(Dataset excerpt)
(begin)
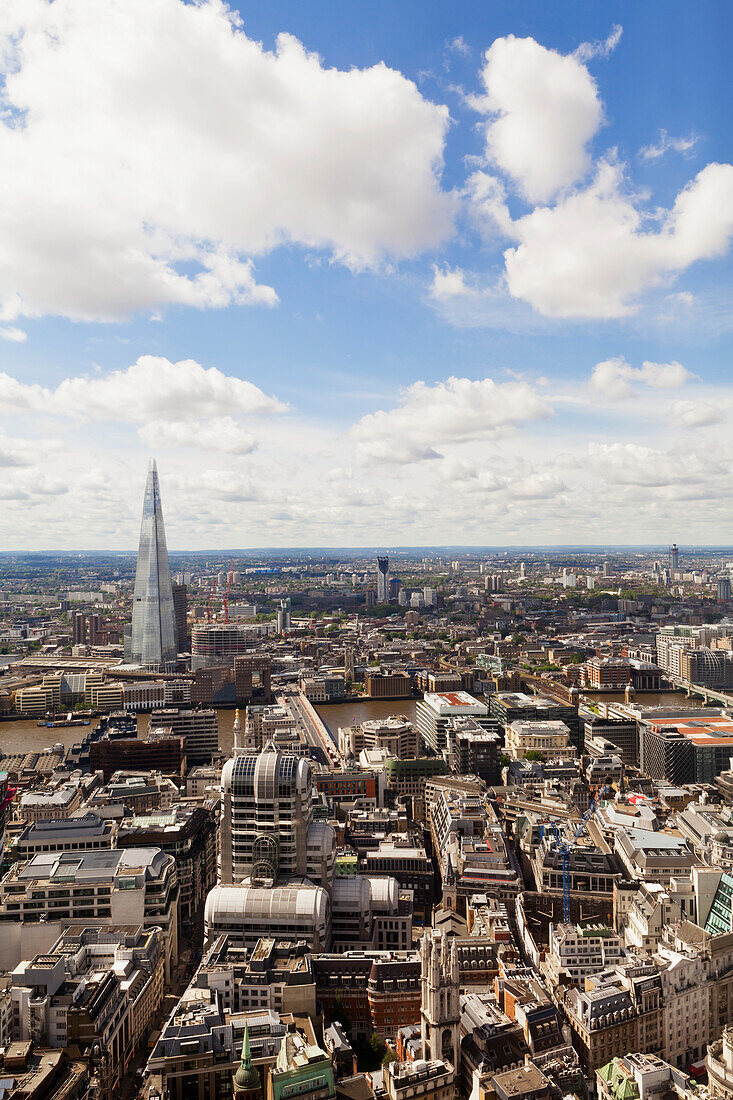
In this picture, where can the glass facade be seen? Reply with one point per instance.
(153, 640)
(719, 919)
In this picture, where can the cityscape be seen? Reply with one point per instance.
(365, 550)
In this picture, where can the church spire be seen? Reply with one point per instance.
(247, 1084)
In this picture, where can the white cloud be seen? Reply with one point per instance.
(10, 332)
(222, 435)
(544, 110)
(456, 410)
(615, 377)
(592, 254)
(172, 167)
(696, 414)
(666, 143)
(152, 388)
(448, 283)
(602, 47)
(648, 468)
(458, 45)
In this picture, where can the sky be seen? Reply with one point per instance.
(415, 273)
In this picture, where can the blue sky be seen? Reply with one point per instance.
(462, 276)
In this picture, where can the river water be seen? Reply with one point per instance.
(25, 736)
(358, 711)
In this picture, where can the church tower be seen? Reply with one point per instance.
(440, 999)
(247, 1084)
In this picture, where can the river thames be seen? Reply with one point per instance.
(23, 735)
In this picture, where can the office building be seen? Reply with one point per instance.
(477, 749)
(219, 644)
(434, 712)
(153, 635)
(267, 829)
(187, 833)
(96, 987)
(252, 680)
(510, 706)
(81, 832)
(550, 739)
(162, 750)
(93, 889)
(199, 729)
(245, 913)
(395, 734)
(686, 746)
(382, 580)
(276, 975)
(181, 615)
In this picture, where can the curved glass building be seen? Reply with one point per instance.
(153, 638)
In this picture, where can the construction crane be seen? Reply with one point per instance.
(566, 847)
(229, 580)
(208, 609)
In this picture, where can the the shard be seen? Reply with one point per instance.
(153, 638)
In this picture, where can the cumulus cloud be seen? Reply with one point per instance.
(544, 109)
(666, 143)
(448, 283)
(222, 435)
(696, 414)
(144, 176)
(615, 377)
(12, 333)
(602, 47)
(459, 45)
(456, 410)
(593, 254)
(634, 464)
(152, 388)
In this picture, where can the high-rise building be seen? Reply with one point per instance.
(382, 580)
(153, 636)
(181, 611)
(267, 828)
(284, 616)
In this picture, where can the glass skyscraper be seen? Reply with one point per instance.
(153, 638)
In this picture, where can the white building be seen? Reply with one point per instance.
(551, 739)
(434, 712)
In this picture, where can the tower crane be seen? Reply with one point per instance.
(566, 847)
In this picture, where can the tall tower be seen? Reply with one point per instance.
(382, 580)
(440, 999)
(153, 638)
(267, 832)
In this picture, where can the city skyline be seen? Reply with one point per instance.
(153, 630)
(457, 277)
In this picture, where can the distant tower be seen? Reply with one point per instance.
(284, 616)
(440, 999)
(237, 729)
(247, 1084)
(382, 580)
(153, 637)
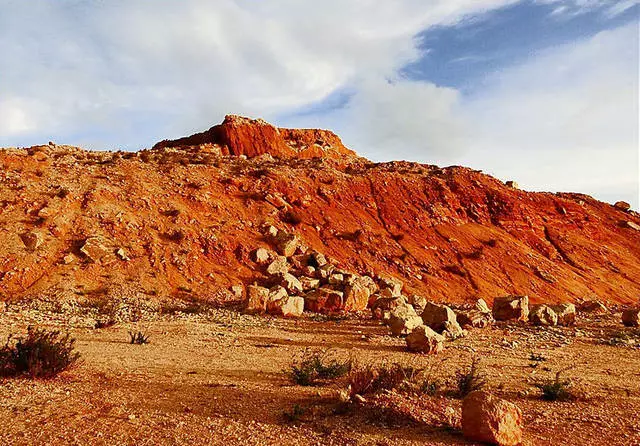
(end)
#### YOUR TASK:
Copy out everything from the line containing "In this picture, where can the city skyline" down to the end of the lines above, including that line and the last one, keeping the request lines unchanged. Multiply each point coordinate in the answers by 0.3, round to whole numbers with halves rounded up, and leave out the pictures.

#### CORRECT ANSWER:
In this picture, where can the city skyline be seen? Reply with one point per instance.
(46, 189)
(137, 83)
In this picture, where can the distant tower be seen? Reply with one point per instance.
(85, 185)
(132, 300)
(71, 219)
(74, 325)
(115, 174)
(46, 191)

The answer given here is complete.